[START OF Data for the task]

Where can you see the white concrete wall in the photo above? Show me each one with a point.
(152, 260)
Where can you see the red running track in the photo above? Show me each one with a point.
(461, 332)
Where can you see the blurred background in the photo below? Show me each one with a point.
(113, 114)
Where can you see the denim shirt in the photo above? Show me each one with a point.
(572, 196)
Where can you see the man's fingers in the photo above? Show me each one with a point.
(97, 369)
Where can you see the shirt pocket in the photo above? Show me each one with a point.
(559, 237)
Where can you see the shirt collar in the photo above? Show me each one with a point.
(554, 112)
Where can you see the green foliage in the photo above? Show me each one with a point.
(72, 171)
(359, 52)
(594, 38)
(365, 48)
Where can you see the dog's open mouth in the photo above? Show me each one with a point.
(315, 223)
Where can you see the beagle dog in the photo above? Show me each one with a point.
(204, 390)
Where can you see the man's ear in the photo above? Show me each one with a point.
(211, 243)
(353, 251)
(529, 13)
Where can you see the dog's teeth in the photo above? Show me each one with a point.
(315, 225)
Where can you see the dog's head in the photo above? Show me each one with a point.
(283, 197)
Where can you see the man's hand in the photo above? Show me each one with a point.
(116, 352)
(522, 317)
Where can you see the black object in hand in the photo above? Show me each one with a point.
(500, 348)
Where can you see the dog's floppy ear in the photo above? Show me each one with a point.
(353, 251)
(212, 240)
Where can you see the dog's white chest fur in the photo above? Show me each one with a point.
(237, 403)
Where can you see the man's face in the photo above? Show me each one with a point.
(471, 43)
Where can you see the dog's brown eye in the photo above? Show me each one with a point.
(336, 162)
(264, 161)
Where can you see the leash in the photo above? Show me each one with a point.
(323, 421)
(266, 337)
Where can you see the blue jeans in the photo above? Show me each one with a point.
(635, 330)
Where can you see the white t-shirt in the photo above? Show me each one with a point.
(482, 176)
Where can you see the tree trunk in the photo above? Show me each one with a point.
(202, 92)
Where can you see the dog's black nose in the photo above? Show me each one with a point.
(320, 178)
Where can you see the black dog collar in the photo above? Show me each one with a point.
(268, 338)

[END OF Data for the task]

What to work on: Every record shown above should be written out again exactly.

Worked answer:
Where can you see the white concrete wall in the photo above? Show me each one with a point.
(152, 260)
Where can you see the red running track in the photo above? Show me each one with a point.
(461, 332)
Where can you see the blurred background in the photo below? Show me each one with a point.
(113, 114)
Where can you see the denim shirt in the photo above? Show me each one with a point.
(572, 196)
Where can you see the man's fingers in the photo above? Show me each one with a point.
(97, 369)
Where can you see the shirt pocket in the photo above? Show me each one with a point.
(559, 237)
Where can you see the shirt collar in the photo above? Show me each one with a point.
(554, 112)
Where can you see the green foliage in the photo above? Show me each one with a point.
(72, 171)
(359, 52)
(594, 38)
(365, 48)
Where can you see the dog's open mouth in the photo above? Show me each one with a point.
(315, 223)
Where can you see the beagle dog in the photo above? Show me each one with a point.
(204, 390)
Where can you see the man's ear in the photo above? Show me each one with a point.
(211, 243)
(353, 251)
(529, 13)
Where can you see the dog's teeth in the photo above? Show me each one with a point.
(315, 225)
Where can you see the dog's head in the photo above? Show me each one with a point.
(283, 197)
Where can you see the man's hand in the photo above? Show me each one with a point.
(116, 352)
(522, 317)
Where can you see the black object in hand in the photo above? Show me each one with a point.
(500, 348)
Where can you see the dog's floppy ear in the photo above? Show me each one with a point.
(353, 251)
(212, 240)
Where can you see the dog's white chest fur in the photo above? Show me each one with a point.
(237, 403)
Where can you see the man's face in the photo above? Show me each one with a point.
(471, 43)
Where can you see the dog's brown eye in the photo above? Show me each one with a point.
(336, 162)
(264, 161)
Where can you see the leash in the photo above? Show me each one with a point.
(323, 421)
(266, 337)
Where can you see the blue jeans in the photo above? Show me each one with a point.
(635, 330)
Where can you see the white t-shirt in the photo above? Show me each one with a point.
(482, 176)
Where can you see the tree trunk in the photo above? Show me each one with a point.
(202, 92)
Where can you see the dog's black nose in the photo above? Show me each one with a point.
(320, 178)
Where can you see the black dog collar in the photo above? Show me each one with a point.
(268, 338)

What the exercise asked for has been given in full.